_Task brief_
Return the records below from the line containing "shaped like [103,165]." onward, exactly, through and including the last line.

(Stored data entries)
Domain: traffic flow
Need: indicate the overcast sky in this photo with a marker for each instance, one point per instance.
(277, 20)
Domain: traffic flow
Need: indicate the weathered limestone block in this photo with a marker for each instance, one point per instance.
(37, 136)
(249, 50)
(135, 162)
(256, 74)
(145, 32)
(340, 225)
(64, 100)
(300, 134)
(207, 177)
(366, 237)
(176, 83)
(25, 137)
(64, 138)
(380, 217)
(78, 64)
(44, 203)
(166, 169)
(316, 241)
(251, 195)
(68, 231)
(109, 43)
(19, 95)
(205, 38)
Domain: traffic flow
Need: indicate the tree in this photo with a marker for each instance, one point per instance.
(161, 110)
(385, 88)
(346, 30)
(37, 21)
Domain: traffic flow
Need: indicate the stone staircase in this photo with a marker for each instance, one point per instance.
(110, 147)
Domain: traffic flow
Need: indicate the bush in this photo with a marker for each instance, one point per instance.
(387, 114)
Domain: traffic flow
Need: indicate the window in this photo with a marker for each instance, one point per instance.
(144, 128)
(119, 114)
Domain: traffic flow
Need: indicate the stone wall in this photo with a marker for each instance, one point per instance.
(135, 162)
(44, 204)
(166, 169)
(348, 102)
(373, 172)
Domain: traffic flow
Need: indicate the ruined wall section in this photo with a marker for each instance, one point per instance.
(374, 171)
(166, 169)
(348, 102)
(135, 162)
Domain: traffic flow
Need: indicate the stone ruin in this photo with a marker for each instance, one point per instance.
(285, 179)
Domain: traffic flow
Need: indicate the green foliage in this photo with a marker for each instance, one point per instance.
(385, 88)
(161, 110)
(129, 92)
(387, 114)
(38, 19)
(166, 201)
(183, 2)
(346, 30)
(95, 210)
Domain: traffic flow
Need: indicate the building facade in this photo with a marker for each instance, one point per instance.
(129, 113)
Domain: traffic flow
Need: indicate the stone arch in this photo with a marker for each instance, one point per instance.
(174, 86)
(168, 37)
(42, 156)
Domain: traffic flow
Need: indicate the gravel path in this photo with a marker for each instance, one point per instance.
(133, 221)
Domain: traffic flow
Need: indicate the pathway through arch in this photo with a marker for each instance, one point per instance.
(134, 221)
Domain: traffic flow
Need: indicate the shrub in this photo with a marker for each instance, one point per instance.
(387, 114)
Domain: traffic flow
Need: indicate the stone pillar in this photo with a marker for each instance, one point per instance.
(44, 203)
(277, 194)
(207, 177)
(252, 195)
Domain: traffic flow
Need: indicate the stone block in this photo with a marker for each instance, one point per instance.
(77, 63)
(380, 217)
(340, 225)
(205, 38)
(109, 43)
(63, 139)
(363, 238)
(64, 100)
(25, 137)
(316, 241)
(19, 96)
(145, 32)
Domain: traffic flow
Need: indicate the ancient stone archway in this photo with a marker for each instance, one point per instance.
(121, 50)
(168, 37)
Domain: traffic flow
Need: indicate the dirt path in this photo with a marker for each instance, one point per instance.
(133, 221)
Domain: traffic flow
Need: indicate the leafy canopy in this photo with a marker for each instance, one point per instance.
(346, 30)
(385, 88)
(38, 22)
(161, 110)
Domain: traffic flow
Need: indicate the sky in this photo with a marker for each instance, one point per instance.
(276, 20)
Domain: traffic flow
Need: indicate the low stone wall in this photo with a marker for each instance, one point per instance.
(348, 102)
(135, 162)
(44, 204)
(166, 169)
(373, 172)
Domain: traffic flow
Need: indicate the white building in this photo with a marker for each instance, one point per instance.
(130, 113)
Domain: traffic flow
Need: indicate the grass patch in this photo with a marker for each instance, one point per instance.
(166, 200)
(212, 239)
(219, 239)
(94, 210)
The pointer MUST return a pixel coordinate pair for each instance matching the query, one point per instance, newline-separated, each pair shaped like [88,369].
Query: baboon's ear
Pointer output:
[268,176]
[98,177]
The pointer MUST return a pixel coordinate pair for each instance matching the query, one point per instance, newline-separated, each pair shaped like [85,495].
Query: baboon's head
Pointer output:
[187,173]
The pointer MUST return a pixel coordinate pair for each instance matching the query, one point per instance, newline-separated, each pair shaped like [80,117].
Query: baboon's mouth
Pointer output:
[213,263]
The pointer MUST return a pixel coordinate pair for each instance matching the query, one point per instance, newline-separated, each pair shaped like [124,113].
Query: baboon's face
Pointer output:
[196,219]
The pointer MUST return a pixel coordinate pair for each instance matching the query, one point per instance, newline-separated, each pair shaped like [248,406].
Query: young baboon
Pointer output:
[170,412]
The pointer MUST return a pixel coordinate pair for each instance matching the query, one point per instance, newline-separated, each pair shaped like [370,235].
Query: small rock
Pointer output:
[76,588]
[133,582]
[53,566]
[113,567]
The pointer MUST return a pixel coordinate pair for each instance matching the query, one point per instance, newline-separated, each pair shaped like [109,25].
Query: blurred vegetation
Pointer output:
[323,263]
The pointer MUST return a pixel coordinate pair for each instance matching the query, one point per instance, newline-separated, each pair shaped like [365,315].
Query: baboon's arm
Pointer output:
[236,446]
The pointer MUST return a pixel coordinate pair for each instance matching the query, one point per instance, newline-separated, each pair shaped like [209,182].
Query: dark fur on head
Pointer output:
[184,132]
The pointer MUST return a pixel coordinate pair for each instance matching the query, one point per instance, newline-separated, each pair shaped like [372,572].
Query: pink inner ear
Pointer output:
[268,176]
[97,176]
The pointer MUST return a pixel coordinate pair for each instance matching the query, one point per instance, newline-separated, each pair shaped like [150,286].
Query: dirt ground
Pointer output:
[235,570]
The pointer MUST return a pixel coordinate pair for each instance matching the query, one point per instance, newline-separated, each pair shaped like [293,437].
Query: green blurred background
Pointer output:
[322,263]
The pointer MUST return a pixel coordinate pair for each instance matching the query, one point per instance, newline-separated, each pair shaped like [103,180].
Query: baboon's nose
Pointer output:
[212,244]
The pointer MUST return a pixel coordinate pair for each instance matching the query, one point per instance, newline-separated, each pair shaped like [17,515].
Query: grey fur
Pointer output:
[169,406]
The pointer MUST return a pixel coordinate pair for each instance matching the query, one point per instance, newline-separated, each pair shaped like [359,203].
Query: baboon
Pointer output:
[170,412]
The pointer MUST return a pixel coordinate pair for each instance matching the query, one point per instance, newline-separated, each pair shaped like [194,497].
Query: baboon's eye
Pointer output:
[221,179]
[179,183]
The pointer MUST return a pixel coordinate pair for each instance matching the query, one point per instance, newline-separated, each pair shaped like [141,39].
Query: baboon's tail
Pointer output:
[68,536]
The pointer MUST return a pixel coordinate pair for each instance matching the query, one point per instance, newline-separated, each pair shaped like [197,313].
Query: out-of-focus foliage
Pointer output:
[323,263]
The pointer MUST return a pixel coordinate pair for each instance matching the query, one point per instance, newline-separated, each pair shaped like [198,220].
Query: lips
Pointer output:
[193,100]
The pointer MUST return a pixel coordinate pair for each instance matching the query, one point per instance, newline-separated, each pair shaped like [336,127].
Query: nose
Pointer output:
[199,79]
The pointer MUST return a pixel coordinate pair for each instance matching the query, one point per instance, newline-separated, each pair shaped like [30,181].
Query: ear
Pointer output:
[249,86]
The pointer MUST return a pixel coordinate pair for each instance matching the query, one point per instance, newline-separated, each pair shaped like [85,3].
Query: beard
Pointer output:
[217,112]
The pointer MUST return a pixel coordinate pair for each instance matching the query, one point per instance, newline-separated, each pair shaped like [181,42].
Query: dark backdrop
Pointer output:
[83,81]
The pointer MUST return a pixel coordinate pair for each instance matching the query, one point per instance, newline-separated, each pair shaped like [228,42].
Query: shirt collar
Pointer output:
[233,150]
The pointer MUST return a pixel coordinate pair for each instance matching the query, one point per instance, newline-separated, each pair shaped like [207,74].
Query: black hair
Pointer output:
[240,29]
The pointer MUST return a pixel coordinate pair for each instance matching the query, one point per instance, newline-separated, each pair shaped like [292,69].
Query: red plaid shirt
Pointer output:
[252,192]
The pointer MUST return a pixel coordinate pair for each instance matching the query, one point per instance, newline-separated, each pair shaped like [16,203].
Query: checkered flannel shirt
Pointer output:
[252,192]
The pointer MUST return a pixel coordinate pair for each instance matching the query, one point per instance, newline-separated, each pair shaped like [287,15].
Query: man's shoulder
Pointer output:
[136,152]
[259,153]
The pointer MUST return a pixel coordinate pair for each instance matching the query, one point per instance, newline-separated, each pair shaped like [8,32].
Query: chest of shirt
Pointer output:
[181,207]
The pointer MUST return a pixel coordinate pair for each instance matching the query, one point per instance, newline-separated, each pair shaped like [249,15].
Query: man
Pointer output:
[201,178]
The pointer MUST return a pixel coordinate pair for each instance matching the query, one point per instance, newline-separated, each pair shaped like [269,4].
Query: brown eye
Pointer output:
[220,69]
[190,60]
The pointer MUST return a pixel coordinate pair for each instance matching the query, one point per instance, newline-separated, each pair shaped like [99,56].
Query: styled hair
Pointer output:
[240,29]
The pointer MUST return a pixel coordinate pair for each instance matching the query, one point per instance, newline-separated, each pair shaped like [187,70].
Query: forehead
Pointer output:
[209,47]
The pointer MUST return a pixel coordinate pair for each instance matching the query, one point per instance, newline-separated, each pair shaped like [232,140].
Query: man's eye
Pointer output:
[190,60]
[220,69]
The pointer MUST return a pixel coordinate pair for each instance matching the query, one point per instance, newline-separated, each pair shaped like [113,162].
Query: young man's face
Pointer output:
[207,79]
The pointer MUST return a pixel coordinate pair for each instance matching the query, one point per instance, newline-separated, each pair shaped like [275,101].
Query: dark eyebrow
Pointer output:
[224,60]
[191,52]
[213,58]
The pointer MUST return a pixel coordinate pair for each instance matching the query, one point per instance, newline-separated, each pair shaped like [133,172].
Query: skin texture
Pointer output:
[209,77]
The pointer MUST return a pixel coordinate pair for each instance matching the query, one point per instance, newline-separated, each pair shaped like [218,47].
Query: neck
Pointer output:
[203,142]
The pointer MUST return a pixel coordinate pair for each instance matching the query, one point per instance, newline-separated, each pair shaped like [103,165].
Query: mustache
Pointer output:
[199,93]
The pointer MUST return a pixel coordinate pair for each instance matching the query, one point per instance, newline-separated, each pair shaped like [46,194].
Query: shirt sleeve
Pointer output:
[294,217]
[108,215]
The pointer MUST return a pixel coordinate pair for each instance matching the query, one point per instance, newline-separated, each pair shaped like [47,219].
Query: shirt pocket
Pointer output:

_Problem solution_
The pointer MUST return a pixel coordinate pair for each instance matching the query, one point per instance, newline-separated, each pair shaped like [103,165].
Query: mustache
Pointer output:
[199,93]
The pointer MUST return a pixel coordinate pair for each instance matching the query, one point per instance, newline-separated, each pair shaped like [46,194].
Query: shirt sleeve
Pointer output:
[294,217]
[108,215]
The pointer MUST return a pixel coordinate pair for each instance matching the query, one point per instance, newline-separated, each pair shaped like [47,219].
Query: shirt pocket
Pointer output:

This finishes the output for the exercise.